==== Отрывок ====
Повторим, что перлюстрация – это тайное вскрытие корреспонденции в нарушение официальных законов данной страны. Вместе с тем встает вопрос о законности перлюстрации в монархической России. Многие авторы, которые пишут о перлюстрации, применяют по отношению к ней в качестве синонимов эпитеты «тайная» и «незаконная», отмечая, что «перлюстрация писем была действием незаконным»[13]. Надо признать, что и автор данной книги в ранних своих статьях не избежал этого[14]. Но со строго юридической позиции такой подход неверен. Ряд арестованных, которым в 1917 году предъявлялось обвинение в ведении перлюстрации и руководстве ею, в частности бывший товарищ министра внутренних дел С.П. Белецкий, бывший министр внутренних дел Н.А. Маклаков, бывший начальник Особого отдела Департамента полиции МВД Е.К. Климович, отказывались признать себя виновными на допросах, которые проводила Чрезвычайная следственная комиссия для расследования противозаконных по должности действий бывших министров и прочих высших должностных лиц. Бывшие чиновники при этом ссылались на часть 1-ю статьи 340-й Уложения о наказаниях[15]. Данная статья гласила: «Не почитается превышением власти: 1) Когда министр или другой государственный сановник отступит в своих действиях от обыкновенных правил, по особенному на сей случай или вообще на случаи сего рода данному от Верховной власти уполномочию»[16]. Таким образом, следует признать, что перлюстрация, проводившаяся на основе прямых распоряжений императора, являлась, как писали в секретных документах XIX века, «непроницаемой тайной», но была юридически законной с точки зрения абсолютной монархии.
==== Исходные данные ====
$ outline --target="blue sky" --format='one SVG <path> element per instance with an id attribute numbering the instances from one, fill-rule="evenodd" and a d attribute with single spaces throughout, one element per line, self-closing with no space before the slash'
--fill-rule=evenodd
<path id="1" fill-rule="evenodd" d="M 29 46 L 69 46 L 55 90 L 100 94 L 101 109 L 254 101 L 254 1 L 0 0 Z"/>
====
> [Краткое задание A]:
Назовите всех бывших чиновников, которых отрывок о перлюстрации называет по имени среди арестованных в 1917 году, и укажите прежнюю должность каждого.
> [Краткое задание B]:
Согласуются ли с отрывком о перлюстрации следующие утверждения? На каждое ответьте «да» или «нет» и приведите решающие слова отрывка дословно.
(i) Автор книги в своих ранних статьях тоже называл перлюстрацию незаконной.
(ii) На допросах бывшие чиновники признали себя виновными.
(iii) В свою защиту бывшие чиновники ссылались на статью 340-ю Уложения о наказаниях.

> [Ваш ответ A]:
- С.П. Белецкий: бывший товарищ министра внутренних дел
- Н.А. Маклаков: бывший министр внутренних дел
- Е.К. Климович: бывший начальник Особого отдела Департамента полиции МВД

> [Ваш ответ B]:
(i) Да: «Надо признать, что и автор данной книги в ранних своих статьях не избежал этого».
(ii) Нет: «отказывались признать себя виновными на допросах».
(iii) Да: «Бывшие чиновники при этом ссылались на часть 1-ю статьи 340-й Уложения о наказаниях».